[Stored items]
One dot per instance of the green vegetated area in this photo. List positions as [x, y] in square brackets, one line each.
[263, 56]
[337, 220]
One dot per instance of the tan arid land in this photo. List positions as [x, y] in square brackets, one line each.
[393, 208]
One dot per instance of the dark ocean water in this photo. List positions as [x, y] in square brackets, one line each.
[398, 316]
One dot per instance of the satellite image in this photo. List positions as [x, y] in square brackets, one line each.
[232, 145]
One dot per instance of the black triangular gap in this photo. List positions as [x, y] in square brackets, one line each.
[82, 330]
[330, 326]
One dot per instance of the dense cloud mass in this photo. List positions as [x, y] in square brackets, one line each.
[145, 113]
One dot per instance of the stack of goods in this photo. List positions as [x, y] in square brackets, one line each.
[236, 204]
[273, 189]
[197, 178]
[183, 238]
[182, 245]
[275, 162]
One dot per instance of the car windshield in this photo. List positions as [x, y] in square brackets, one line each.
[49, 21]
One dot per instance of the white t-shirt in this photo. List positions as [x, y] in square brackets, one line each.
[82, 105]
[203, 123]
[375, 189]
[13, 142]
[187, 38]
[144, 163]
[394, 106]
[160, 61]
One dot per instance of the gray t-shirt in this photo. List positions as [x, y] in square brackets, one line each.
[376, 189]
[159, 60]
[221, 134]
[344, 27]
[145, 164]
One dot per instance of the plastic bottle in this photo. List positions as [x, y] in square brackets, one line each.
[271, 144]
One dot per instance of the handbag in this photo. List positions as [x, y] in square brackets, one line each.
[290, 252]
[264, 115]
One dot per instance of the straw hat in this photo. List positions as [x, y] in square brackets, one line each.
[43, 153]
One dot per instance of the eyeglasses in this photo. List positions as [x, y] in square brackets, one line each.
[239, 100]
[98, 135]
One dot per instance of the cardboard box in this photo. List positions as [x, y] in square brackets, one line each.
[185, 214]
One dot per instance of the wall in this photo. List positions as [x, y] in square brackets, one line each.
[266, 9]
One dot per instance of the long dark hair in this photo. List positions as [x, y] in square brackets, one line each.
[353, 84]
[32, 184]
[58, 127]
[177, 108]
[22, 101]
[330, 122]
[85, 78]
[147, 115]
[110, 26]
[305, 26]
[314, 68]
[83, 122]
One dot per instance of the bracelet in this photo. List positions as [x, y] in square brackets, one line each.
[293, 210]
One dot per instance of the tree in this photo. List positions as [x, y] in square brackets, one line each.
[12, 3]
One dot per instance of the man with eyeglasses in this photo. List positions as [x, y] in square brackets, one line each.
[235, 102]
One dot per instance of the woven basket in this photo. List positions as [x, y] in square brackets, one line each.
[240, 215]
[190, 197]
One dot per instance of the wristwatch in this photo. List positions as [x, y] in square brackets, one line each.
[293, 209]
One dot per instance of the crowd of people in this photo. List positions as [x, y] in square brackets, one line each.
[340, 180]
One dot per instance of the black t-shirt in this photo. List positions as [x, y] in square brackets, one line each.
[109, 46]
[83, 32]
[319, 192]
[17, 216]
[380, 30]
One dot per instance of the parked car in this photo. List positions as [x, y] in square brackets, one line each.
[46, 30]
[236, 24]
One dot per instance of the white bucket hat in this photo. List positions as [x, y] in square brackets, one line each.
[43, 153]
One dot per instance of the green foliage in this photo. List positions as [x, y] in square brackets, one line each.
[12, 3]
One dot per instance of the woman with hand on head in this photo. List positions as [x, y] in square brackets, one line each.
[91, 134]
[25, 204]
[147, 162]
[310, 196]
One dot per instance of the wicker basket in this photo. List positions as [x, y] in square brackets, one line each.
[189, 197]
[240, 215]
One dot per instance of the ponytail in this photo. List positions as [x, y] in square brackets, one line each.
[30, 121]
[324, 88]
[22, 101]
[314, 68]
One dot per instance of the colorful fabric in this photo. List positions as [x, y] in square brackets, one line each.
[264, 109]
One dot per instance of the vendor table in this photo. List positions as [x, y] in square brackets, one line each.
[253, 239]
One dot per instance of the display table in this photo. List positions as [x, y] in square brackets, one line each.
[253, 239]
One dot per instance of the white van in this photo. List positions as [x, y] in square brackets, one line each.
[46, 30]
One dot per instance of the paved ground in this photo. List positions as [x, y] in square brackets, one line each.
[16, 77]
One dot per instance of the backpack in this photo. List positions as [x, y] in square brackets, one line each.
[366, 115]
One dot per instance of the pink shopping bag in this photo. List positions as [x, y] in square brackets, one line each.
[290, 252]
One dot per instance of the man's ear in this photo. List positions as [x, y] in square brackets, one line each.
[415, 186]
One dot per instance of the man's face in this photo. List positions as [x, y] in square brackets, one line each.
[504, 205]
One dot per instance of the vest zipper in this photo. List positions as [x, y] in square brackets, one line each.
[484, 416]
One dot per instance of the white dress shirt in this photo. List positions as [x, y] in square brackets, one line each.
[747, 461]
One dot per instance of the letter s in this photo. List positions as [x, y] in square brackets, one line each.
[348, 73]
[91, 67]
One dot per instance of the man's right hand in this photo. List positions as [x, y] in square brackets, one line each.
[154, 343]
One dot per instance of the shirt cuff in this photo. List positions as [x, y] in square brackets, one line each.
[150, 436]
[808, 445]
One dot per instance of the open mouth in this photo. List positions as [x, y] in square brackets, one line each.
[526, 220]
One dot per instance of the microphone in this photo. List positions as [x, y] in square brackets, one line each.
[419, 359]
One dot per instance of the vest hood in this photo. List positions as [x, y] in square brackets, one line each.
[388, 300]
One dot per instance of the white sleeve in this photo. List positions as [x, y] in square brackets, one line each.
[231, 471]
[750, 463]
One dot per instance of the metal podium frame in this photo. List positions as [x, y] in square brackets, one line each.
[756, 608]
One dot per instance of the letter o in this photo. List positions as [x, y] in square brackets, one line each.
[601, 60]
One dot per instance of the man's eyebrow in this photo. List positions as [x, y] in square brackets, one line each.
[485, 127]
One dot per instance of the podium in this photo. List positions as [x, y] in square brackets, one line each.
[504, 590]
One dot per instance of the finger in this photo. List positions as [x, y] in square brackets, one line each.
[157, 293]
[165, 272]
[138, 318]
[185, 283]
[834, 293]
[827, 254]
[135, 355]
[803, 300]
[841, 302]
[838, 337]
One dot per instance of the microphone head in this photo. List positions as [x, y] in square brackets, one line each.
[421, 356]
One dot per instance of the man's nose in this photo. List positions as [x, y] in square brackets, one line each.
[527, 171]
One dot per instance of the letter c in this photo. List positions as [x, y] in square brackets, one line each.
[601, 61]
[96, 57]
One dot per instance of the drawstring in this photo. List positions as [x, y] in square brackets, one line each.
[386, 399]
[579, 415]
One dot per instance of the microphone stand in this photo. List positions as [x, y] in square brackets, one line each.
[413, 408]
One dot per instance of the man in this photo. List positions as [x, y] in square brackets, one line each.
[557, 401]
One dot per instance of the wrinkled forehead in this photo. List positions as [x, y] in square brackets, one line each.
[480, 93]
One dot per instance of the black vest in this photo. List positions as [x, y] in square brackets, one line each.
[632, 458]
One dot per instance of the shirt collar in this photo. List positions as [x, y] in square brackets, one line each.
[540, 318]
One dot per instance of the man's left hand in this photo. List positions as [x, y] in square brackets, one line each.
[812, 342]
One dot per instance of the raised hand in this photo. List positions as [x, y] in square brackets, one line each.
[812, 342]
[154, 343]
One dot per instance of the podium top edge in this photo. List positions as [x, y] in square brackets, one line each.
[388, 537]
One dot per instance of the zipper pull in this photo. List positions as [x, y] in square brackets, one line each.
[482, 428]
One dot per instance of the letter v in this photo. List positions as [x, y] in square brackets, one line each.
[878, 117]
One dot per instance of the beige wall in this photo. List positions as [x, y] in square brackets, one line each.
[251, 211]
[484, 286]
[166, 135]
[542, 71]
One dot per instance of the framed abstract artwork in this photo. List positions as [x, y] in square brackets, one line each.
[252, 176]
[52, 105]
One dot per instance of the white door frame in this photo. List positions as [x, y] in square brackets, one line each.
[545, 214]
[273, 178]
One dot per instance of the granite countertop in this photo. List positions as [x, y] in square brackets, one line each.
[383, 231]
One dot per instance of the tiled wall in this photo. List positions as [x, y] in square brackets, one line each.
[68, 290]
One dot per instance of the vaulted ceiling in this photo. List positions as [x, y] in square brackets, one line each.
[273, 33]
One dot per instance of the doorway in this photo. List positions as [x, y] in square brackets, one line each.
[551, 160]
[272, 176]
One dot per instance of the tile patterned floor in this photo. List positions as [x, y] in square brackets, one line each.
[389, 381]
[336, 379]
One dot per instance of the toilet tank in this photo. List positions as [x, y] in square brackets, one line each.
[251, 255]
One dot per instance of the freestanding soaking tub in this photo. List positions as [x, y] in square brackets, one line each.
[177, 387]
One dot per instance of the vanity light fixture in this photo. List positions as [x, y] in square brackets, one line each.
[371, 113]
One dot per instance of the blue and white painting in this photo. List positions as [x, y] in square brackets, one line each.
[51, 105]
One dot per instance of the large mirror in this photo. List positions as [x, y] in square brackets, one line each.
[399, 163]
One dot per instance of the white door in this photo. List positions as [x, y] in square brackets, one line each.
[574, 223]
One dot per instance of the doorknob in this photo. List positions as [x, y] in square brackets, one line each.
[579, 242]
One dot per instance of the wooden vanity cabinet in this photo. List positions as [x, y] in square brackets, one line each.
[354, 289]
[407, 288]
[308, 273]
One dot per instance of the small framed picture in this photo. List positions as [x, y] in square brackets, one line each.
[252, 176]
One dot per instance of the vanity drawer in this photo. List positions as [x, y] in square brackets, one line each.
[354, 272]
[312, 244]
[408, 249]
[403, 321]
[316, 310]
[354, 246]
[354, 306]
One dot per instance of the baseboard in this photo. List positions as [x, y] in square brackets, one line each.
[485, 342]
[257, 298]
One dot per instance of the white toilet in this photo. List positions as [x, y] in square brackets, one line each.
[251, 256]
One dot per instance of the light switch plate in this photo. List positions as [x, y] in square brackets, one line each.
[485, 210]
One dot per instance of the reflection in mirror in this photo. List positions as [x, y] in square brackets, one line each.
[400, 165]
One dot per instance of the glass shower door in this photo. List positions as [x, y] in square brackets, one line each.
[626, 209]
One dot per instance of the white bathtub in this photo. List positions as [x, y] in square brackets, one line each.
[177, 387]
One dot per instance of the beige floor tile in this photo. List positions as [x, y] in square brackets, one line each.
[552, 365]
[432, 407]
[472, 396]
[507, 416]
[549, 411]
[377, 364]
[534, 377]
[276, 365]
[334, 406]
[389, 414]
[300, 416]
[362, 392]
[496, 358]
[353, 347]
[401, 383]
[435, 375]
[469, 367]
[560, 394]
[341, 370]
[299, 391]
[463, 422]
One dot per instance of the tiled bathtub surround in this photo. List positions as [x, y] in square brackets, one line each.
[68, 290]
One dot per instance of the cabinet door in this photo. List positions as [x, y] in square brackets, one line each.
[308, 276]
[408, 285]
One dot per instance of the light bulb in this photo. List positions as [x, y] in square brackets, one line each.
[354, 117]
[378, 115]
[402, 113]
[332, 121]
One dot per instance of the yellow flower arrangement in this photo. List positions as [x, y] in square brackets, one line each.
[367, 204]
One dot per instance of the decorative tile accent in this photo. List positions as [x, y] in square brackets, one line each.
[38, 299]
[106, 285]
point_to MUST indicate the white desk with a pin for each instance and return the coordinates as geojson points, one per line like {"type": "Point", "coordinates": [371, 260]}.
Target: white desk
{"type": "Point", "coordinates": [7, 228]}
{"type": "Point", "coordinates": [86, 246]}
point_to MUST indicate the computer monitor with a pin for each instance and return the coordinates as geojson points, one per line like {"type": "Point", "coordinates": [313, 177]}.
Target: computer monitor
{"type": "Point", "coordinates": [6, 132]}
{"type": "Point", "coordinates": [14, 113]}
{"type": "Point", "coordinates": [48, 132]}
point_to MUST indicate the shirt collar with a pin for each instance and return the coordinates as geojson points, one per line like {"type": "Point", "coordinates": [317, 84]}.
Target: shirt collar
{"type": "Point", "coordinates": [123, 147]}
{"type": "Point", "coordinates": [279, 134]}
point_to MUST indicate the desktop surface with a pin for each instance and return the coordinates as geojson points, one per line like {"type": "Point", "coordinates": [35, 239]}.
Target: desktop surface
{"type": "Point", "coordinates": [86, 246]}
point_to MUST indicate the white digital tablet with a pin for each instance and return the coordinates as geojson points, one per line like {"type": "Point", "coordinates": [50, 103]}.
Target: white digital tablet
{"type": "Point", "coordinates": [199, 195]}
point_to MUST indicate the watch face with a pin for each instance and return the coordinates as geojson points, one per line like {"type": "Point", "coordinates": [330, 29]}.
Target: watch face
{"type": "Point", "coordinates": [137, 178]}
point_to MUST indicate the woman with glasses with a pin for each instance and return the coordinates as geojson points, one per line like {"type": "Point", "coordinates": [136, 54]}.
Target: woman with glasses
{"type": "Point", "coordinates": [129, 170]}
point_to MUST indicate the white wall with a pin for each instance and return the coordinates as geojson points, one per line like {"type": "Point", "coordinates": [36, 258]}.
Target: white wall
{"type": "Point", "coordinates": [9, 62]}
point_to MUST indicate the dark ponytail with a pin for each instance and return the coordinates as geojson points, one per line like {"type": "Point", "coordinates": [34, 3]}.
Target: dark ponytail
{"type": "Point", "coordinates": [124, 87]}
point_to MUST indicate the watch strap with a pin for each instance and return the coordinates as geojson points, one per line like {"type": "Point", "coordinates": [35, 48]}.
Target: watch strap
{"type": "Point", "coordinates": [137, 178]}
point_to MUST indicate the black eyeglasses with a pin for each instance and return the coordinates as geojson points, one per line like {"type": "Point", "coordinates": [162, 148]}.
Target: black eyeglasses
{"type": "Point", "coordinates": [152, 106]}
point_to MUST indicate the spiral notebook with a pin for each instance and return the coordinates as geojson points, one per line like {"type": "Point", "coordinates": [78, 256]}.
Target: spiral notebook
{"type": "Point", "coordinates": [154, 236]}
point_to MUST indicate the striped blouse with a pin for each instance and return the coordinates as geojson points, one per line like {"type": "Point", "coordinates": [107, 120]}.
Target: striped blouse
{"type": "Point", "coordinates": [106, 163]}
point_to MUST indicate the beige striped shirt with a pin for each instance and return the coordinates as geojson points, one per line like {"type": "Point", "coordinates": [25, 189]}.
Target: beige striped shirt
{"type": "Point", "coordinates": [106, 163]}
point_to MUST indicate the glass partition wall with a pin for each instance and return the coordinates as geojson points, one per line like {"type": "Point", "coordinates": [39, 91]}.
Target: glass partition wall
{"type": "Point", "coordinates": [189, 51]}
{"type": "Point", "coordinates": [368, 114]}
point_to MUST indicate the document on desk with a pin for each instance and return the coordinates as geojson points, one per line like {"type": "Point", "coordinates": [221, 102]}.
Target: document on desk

[Assignment] Copy word for word the stretch of entries above from the line that has "point_to MUST indicate the white wall" through the line that has "point_to MUST indicate the glass", both ends included, and nothing outside it.

[Response area]
point_to MUST indicate the white wall with a pin for each instance and return the coordinates as geojson points, one per line like {"type": "Point", "coordinates": [36, 258]}.
Target: white wall
{"type": "Point", "coordinates": [9, 62]}
point_to MUST indicate the dark ponytail with a pin for each instance and return the coordinates as geojson points, one per line like {"type": "Point", "coordinates": [34, 3]}.
Target: dark ponytail
{"type": "Point", "coordinates": [124, 87]}
point_to MUST indicate the watch strap with a pin for each instance and return the coordinates as geojson points, one per line like {"type": "Point", "coordinates": [35, 48]}.
Target: watch strap
{"type": "Point", "coordinates": [137, 178]}
point_to MUST indicate the black eyeglasses with a pin for each instance and return the coordinates as geojson points, one per line like {"type": "Point", "coordinates": [162, 148]}.
Target: black eyeglasses
{"type": "Point", "coordinates": [152, 106]}
point_to MUST indicate the spiral notebook with a pin for each instance and return the coordinates as geojson points, one per line like {"type": "Point", "coordinates": [78, 256]}.
Target: spiral notebook
{"type": "Point", "coordinates": [154, 236]}
point_to MUST indicate the striped blouse with a pin for each instance and return the coordinates as geojson points, one per line like {"type": "Point", "coordinates": [107, 120]}.
Target: striped blouse
{"type": "Point", "coordinates": [106, 163]}
point_to MUST indicate the beige striped shirt with a pin for each instance and return the coordinates as geojson points, one per line like {"type": "Point", "coordinates": [25, 189]}.
Target: beige striped shirt
{"type": "Point", "coordinates": [106, 163]}
point_to MUST indicate the glass partition wall with a pin for each instance and return the coordinates as geojson points, one per line like {"type": "Point", "coordinates": [39, 91]}.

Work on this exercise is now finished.